Document extract –
--

It looks like 1 and 2 are different portfolios of companies.

1 is a portfolio of dual-listed companies, and
2 is a portfolio of everything in the "market".


Once you have constructed these these portfolios, let's say you put the returns for every time step into a vector, call it r, then the average return would be mean(r).

You need some clarification as to what "equally-weighted portfolio" means in this case in order to construct your portfolios. For example, if you simply assume to buy the same # of shares of every stock, you may have a situation like this:

Assume the whole market consists of stocks A, B, and C.

--

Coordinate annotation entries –

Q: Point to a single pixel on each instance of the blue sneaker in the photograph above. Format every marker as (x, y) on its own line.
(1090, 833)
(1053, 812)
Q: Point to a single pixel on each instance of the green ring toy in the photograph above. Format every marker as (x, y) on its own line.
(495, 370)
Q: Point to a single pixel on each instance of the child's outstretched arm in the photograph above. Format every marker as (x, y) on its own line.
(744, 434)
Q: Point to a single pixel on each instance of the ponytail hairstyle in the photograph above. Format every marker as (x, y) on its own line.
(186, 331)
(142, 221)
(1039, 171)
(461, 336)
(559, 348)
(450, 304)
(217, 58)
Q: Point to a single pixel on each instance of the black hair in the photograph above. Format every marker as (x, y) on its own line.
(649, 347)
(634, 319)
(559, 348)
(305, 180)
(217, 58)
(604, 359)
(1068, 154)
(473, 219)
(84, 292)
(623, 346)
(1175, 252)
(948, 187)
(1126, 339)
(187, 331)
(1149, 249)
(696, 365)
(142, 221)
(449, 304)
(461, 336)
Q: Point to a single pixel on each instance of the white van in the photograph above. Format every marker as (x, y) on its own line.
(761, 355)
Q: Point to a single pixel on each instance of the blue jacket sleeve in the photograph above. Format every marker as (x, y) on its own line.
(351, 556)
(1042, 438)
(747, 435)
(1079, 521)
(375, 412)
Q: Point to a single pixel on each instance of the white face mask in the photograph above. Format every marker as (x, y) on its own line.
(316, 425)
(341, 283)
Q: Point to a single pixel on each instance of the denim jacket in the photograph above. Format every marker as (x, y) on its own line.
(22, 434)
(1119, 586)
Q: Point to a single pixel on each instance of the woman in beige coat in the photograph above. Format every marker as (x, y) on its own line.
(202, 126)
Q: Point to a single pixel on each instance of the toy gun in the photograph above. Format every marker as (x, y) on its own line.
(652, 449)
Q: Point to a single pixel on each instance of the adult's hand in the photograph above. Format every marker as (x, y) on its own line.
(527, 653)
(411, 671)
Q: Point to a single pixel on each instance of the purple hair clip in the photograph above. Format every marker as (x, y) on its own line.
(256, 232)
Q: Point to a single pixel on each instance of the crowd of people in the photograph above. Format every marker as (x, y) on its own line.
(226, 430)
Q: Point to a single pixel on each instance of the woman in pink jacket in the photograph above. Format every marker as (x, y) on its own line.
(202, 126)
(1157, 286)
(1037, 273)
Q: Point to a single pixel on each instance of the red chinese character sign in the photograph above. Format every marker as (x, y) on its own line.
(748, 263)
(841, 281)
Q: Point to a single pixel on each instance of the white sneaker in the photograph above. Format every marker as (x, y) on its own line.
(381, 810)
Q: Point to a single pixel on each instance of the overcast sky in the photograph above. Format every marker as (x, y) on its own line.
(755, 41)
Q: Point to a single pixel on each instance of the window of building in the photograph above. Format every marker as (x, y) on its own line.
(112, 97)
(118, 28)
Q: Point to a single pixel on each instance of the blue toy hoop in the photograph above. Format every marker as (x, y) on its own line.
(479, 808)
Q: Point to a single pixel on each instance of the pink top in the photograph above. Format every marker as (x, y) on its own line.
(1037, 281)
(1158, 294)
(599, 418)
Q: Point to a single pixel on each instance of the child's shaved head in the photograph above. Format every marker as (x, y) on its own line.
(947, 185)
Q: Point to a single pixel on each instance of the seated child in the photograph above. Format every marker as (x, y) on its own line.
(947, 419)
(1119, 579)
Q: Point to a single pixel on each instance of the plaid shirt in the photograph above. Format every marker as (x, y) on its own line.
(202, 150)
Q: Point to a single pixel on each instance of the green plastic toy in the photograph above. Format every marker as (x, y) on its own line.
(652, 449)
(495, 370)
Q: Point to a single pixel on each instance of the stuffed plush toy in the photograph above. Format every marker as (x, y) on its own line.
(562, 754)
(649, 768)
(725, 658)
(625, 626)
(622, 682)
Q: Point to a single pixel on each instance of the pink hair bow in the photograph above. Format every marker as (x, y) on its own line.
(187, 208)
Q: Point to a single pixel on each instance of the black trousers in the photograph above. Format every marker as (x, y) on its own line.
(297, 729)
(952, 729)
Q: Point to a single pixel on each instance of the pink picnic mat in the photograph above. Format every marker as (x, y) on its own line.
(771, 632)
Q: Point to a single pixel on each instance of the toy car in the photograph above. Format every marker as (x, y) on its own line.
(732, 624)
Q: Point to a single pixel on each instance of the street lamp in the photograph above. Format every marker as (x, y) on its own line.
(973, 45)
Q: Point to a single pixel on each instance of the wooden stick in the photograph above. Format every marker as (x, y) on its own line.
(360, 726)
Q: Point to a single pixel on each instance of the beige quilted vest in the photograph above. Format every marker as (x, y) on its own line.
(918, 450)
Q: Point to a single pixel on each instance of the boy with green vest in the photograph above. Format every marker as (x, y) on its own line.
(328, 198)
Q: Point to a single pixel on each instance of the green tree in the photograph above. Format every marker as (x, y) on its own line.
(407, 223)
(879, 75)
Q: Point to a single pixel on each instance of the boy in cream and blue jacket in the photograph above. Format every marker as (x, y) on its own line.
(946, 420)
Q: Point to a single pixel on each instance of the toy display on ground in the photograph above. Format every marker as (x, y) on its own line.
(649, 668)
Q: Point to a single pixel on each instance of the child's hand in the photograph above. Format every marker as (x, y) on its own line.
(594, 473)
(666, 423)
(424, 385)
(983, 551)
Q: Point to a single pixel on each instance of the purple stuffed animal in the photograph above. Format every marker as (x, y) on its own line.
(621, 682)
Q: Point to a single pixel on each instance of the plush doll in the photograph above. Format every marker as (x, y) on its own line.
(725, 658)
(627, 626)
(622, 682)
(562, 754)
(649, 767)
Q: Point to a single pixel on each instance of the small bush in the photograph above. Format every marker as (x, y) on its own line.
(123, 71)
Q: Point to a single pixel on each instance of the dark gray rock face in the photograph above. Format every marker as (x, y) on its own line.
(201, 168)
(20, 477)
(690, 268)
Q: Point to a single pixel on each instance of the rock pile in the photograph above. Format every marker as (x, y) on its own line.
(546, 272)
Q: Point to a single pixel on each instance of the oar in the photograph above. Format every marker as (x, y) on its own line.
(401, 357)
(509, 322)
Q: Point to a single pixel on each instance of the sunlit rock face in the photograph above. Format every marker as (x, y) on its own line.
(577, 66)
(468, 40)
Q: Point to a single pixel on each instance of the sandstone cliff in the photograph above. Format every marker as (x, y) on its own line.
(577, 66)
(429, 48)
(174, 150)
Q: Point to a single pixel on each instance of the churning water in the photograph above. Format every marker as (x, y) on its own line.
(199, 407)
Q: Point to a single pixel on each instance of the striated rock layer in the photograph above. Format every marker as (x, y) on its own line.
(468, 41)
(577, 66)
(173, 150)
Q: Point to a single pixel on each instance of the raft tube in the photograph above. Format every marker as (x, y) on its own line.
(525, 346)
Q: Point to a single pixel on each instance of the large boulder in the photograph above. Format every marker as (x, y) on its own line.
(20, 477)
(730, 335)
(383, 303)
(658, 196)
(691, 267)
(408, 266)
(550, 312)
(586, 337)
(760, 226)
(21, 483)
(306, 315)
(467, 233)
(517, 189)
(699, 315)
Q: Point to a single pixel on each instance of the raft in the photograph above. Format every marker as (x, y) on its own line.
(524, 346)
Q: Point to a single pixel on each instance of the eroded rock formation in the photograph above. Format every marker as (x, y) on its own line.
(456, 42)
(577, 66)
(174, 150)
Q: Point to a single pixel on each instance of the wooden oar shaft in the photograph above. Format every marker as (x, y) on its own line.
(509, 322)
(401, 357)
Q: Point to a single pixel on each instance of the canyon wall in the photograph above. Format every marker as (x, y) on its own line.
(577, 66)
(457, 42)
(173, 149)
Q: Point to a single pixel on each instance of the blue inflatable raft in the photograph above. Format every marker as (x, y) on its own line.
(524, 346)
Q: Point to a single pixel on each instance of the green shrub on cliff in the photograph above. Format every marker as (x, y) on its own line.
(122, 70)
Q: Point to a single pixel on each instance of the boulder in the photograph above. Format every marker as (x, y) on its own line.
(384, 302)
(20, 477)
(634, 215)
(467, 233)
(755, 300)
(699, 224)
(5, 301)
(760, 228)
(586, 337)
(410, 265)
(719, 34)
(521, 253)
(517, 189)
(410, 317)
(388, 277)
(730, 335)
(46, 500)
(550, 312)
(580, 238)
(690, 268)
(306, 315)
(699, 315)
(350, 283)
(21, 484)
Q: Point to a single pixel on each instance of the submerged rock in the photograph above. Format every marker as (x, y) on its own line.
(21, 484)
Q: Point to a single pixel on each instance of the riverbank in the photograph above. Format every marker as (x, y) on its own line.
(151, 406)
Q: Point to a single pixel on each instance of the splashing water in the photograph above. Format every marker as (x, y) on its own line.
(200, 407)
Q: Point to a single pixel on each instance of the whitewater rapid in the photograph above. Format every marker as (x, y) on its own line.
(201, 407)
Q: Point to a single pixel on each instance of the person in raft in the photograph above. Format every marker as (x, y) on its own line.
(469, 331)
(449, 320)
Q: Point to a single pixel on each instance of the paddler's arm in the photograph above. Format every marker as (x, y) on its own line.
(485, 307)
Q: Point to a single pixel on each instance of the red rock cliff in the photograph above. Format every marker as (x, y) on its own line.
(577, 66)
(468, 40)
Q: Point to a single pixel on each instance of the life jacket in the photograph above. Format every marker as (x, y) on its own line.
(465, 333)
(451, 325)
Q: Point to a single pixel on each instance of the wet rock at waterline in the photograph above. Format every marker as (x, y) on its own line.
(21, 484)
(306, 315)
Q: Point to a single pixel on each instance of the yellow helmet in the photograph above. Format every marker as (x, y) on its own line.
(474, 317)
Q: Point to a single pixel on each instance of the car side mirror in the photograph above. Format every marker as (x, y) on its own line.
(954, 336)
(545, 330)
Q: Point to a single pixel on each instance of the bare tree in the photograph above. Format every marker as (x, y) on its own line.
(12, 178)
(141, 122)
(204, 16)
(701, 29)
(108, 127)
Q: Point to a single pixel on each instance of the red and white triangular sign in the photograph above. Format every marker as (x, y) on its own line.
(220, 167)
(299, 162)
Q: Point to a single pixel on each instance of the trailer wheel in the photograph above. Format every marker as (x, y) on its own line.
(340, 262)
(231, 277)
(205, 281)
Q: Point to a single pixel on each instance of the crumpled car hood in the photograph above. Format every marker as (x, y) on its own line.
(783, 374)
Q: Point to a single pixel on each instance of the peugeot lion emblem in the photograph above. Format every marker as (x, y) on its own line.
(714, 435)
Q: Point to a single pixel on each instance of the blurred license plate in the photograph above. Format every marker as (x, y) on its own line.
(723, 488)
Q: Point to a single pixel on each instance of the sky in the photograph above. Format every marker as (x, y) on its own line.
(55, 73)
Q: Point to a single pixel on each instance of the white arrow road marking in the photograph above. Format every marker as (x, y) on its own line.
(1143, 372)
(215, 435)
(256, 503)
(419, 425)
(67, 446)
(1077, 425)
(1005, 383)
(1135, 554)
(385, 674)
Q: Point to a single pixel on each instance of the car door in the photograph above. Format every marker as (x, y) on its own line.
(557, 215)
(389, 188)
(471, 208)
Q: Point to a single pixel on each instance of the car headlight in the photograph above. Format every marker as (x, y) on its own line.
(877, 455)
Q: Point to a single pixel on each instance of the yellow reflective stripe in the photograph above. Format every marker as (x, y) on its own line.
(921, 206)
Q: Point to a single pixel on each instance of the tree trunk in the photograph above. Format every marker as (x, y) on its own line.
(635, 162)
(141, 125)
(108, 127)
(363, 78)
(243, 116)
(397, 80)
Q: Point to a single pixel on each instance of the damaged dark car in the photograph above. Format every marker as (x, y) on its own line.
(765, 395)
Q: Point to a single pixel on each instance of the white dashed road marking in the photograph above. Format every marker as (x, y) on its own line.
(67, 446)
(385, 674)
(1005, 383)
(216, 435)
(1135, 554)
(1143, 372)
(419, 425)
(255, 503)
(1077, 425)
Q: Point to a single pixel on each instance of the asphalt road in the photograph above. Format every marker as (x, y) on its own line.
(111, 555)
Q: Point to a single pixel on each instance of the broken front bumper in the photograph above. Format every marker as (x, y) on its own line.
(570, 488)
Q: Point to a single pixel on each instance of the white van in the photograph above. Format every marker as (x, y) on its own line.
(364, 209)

--

Tasks –
1/ Answer these questions about the text on equally-weighted portfolios:
(a) What kind of companies make up portfolio 1?
(b) Once each time step's returns are placed in a vector r, how is the average return found?
(c) In the example the text begins, which stocks make up the whole market?
2/ Carry on with the text on equally-weighted portfolios, starting right after its last sentence.

Answers below –
1/
(a) Dual-listed companies.
(b) The average return would be mean(r).
(c) Stocks A, B, and C.

2/
stock            price
A                 10
B                 25
C                 50


if you buy 1 share of each stock, then your total portfolio will worth 85 dollars, with $50 (59%) being from stock C,$25 (29%) from stock B, and $10 (12%) from stock A. So you can see even if you bought the same % of shares, you do not have an equally weighted portfolio. Your portfolio is much more sensitive to fluctuations in stock C than it is to fluctuations in stock A. If stock A goes to zero, you only lose 12% of your portfolio, but if stock C goes to zero, you lose 59%. As far as I can tell they do ask you to use log-returns. I don't think it is necessary to use log returns calculate average portfolio returns. If you do use log returns, remember there is a difference between log returns and arithmetic returns: http://en.wikipedia.org/wiki/Rate_of_return#Arithmetic_and_logarithmic_return. Easiest way to find the returns of the equally weighted portfolio would be to adjust your prices so that start price of each asset is equal to 1. Then you pretend that you buy one of each asset and look at the returns for you time period. This would be the same as assuming that you are investing the same$ amount in each asset regardless of the share price.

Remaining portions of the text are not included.